◆ TASK BRIEF: Turn all of the material below into a numbered list, one line per item, and leave out any blank lines.

==*==

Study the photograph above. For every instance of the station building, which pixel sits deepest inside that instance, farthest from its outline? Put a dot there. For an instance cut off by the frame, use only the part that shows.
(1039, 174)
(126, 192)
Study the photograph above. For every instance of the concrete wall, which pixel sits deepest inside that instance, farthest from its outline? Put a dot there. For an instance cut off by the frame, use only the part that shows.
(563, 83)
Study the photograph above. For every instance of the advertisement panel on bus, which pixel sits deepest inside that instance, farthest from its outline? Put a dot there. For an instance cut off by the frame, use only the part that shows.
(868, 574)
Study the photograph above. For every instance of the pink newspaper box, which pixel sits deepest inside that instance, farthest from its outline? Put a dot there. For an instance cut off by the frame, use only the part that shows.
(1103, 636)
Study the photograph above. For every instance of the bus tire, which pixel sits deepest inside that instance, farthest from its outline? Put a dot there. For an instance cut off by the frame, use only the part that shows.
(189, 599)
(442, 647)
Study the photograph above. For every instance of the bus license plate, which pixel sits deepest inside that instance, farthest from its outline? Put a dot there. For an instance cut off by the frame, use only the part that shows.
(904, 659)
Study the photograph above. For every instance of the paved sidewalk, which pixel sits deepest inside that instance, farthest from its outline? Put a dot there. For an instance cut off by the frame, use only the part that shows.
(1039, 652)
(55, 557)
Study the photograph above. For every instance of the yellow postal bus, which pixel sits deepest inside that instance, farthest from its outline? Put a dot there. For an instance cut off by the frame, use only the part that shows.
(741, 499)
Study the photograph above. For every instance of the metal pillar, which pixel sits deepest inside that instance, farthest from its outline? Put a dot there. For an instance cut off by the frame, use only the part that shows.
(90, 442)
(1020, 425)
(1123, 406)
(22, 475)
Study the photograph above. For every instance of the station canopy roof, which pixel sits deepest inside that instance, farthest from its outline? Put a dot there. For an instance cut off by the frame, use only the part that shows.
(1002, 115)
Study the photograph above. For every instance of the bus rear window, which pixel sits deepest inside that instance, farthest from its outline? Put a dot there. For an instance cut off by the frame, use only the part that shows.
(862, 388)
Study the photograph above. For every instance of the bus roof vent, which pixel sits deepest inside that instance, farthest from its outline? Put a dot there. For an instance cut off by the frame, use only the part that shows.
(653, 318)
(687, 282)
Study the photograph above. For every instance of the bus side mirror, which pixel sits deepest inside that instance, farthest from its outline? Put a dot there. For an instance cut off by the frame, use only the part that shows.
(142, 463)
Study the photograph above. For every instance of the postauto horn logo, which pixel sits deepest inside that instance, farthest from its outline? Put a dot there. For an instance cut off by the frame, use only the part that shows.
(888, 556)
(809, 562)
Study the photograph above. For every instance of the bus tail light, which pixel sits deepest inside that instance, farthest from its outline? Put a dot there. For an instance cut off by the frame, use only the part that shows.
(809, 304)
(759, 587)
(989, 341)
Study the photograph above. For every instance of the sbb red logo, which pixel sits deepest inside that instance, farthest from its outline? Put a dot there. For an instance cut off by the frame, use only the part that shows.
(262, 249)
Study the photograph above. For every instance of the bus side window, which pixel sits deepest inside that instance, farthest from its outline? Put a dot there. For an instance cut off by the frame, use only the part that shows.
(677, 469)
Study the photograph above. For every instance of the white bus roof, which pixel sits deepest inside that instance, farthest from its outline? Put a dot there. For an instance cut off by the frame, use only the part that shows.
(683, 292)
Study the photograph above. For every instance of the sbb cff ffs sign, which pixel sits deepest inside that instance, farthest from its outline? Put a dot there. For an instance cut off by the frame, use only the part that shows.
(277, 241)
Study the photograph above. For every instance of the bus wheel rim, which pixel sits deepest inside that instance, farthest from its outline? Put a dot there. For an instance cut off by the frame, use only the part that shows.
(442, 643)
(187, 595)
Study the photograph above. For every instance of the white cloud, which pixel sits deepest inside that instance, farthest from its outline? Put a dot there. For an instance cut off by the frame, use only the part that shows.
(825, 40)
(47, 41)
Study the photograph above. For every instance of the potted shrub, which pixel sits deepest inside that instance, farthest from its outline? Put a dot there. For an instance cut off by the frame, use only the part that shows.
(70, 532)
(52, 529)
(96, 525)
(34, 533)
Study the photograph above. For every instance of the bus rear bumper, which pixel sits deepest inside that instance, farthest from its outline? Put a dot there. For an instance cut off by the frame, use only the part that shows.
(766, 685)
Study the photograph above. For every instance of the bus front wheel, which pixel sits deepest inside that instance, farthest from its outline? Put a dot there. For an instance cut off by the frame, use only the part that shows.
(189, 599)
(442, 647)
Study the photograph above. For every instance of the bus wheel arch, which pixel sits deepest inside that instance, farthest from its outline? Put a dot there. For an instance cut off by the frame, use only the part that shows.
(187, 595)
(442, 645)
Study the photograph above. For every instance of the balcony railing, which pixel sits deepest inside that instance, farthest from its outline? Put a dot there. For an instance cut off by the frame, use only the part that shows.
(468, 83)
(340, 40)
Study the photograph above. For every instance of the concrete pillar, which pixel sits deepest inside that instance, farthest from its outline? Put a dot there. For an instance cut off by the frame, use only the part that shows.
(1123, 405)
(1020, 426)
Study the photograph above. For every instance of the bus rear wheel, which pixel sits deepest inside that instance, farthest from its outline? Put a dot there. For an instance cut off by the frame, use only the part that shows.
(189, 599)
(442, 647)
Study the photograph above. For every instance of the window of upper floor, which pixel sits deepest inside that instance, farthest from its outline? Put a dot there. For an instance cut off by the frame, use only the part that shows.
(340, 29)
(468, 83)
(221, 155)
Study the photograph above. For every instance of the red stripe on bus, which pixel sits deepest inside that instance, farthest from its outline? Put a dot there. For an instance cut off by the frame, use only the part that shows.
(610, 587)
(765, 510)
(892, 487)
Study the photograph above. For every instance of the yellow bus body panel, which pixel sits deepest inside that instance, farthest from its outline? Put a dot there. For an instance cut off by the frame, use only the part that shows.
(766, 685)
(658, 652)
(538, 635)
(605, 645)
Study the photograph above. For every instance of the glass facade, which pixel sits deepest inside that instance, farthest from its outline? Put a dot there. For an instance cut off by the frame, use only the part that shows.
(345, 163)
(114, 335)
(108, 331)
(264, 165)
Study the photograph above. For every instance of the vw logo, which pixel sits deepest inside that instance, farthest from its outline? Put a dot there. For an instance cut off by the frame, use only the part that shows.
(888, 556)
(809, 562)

==*==

◆ CORRECT RESPONSE:
1. Study the photograph above. For every instance of the station building, which pixel sits deepest inside that instance, farthest from its outline? Put a dot there. For an instance cut off by the frame, use only the part that shows.
2. (1039, 174)
3. (126, 192)
4. Study the photograph above. For every instance of the concrete wall, which pixel sits deepest inside that instance, farthest from its outline? Put a dot there. For an instance cut off by the frame, use only the part that shows.
5. (563, 83)
6. Study the photograph above. For every instance of the advertisement panel on bus, which pixel sits deepest inside that instance, farthest from its outline? Put a dot there. For an instance cut off by the frame, use only the part that shows.
7. (868, 574)
8. Study the photograph above. For every instance of the pink newspaper box, which pixel sits deepest inside that instance, farthest from its outline? Put a dot there. For an instance cut off by the frame, use only the part that shows.
9. (1103, 636)
10. Study the photograph above. For every instance of the bus tire, which pixel sits deepest inside that instance, farthest from its outline? Put a dot there. For an instance cut off by the frame, use only the part that shows.
11. (189, 599)
12. (442, 647)
13. Study the photograph above. For every instance of the bus license plate, which pixel sits deepest inside that instance, farthest from its outline? Put a dot there. For an instance cut off by the frame, use only the part that shows.
14. (904, 659)
15. Study the photograph above. For every instance of the paved sidewalk, which pixel sits deepest inside that instance, farthest from its outline? Put a dot there. For an instance cut off by the frame, use only the part that shows.
16. (1039, 652)
17. (55, 557)
18. Study the photograph above. For every instance of the yellow postal bus, which pixel sits deepest inside that instance, farthest from its outline? Put a dot there. For an instance cut off by the frame, use only the part that shows.
19. (741, 499)
20. Study the photograph above. For every instance of the metal pillar, which pixel sits deepest inside that instance, farthest from its outline? Put a dot there. For an instance cut off by the frame, use only the part that shows.
21. (90, 442)
22. (1020, 425)
23. (1123, 406)
24. (22, 475)
25. Study the photograph above. For every instance of the station canopy roof, which pixel sits deepest inside that instance, farthest from its outline? Put a dot there. For an instance cut off by the frame, use only the part that shows.
26. (1002, 115)
27. Study the photograph above. For every instance of the bus rear window, which pixel sits deepest inside that instance, farthest from its outline? Put a dot there. For an instance cut off by the frame, use only the part that shows.
28. (862, 388)
29. Study the photograph above. For every instance of the bus roof vent, which pixel sits deepest inside that instance, farthest from its outline? Put a dot there. For an instance cut off by the frame, use only the part that shows.
30. (653, 318)
31. (687, 282)
32. Study the photograph above. For every instance of the bus side mirror, which pixel sits deepest inside that instance, farthest from its outline? Put a dot there. For an instance cut off by the frame, use only the part that shows.
33. (142, 463)
34. Study the photograph above. For every instance of the postauto horn logo, which pixel sits deepest inside that instance, farthest from its outline? Put a dot there. For an instance cut off by the frame, use only the part that shows.
35. (888, 556)
36. (809, 562)
37. Study the photograph above. For every instance of the bus tail light, which pixel sits deepest inside that instance, farthest from its outline? Put a dot there. For an instance cut off by the frame, use only the part that shows.
38. (809, 304)
39. (759, 587)
40. (989, 341)
41. Study the photograph above. For every instance of the sbb red logo, which pixel sits deepest inside that instance, farthest from its outline? Put a dot there. For an instance cut off by the frame, use only the part that shows.
42. (262, 249)
43. Study the photograph above. For every instance of the bus side window, which pixel sits deepest inside that instance, farthest from its outline? Put a dot there. For an instance cut off by the frame, use only the part that shows.
44. (677, 469)
45. Study the photograph above. For every instance of the white bus roof, which pixel sits deepest inside that instance, farthest from its outline? Put a dot there. For an instance cut off by the frame, use only the part that shows.
46. (683, 292)
47. Study the photograph above. For every instance of the sbb cff ffs sign, which pixel sits deepest inside that instance, farthest from its outline? Put a dot there. For an instance cut off by the frame, use only the part that shows.
48. (277, 241)
49. Study the photograph above. For every instance of the bus wheel rim, which pixel sits deepest inside that instance, farthest from its outline? Put a dot there. For an instance cut off by the frame, use only the part that shows.
50. (442, 643)
51. (187, 595)
52. Study the photograph above. For every instance of the white cloud, which pixel sits deepest inside that instance, farthest from its outline? Put a dot there. For an instance cut off by the frame, use only the part that shows.
53. (825, 40)
54. (47, 41)
55. Study the photograph above. For every instance of the potted shrub, which pixel sits deepest inside that instance, farthest from its outline? Put a dot there. For an instance cut off by the frame, use only the part that shows.
56. (70, 532)
57. (52, 529)
58. (96, 525)
59. (34, 533)
60. Study the photograph above. For every instance of the bus rear bumper, which pixel sits deepest inside that instance, farthest from its outline? Put a dot there. For an instance cut off by the frame, use only the part that shows.
61. (766, 685)
62. Study the photograph above. For every instance of the bus front wheel, which pixel sits deepest inside that instance, farthest from its outline? Put a dot there. For an instance cut off by the frame, use only the part that shows.
63. (189, 599)
64. (442, 647)
65. Study the photograph above. For every instance of the bus wheel arch, which pixel sits deepest inside that instance, farthest from its outline? Put a dot there. For an instance cut off by the frame, use only the part that shows.
66. (187, 595)
67. (442, 645)
68. Study the photograph above. For every instance of the balcony railing, which pixel sits deepest inside that instance, farthest from its outline? Put a dot there. For an instance cut off by the frame, use only the part that shows.
69. (468, 83)
70. (340, 40)
71. Study the photograph above. For every instance of the concrete pillar, which pixel sits deepest inside that instance, farthest from its outline? Put a dot there. For an instance cut off by the frame, use only the part that shows.
72. (1123, 405)
73. (1020, 426)
74. Study the photograph above. For every instance of the bus rear wheel, which pixel sits deepest inside that instance, farthest from its outline? Put a dot there. For an instance cut off by the frame, use only the part that shows.
75. (189, 599)
76. (442, 647)
77. Study the photograph above. For every instance of the window of upper floor, which pixel sits deepest inside that instance, farthest from its outline? Put a dot there. For an instance cut off by the frame, use only the part that shows.
78. (340, 29)
79. (468, 83)
80. (221, 155)
81. Study the photograph above. For every instance of the red stripe on bus, which pixel sits deepest inside that instance, farthest from its outline? Put a dot there. For an instance cut off by the frame, use only the part that shows.
82. (610, 587)
83. (765, 510)
84. (892, 487)
85. Study the photograph above. For every instance of the yellow bus body panel, which pixel sits deepest inside that instance, farthest from its outline? Put a dot there. For an instance cut off by the frame, use only the part that shows.
86. (766, 685)
87. (658, 652)
88. (538, 635)
89. (605, 645)
90. Study the photograph above. For every instance of the glass facade, which pixel sits deepest inside that instance, farthest from its outline? Put a dot there. For an instance cut off by the frame, use only the part that shows.
91. (345, 163)
92. (114, 335)
93. (108, 331)
94. (264, 165)
95. Study the photograph above. For every instance of the vw logo, which pixel sits deepest inside that instance, farthest from its outline? Put a dot there. For an instance cut off by the frame, use only the part that shows.
96. (888, 556)
97. (809, 562)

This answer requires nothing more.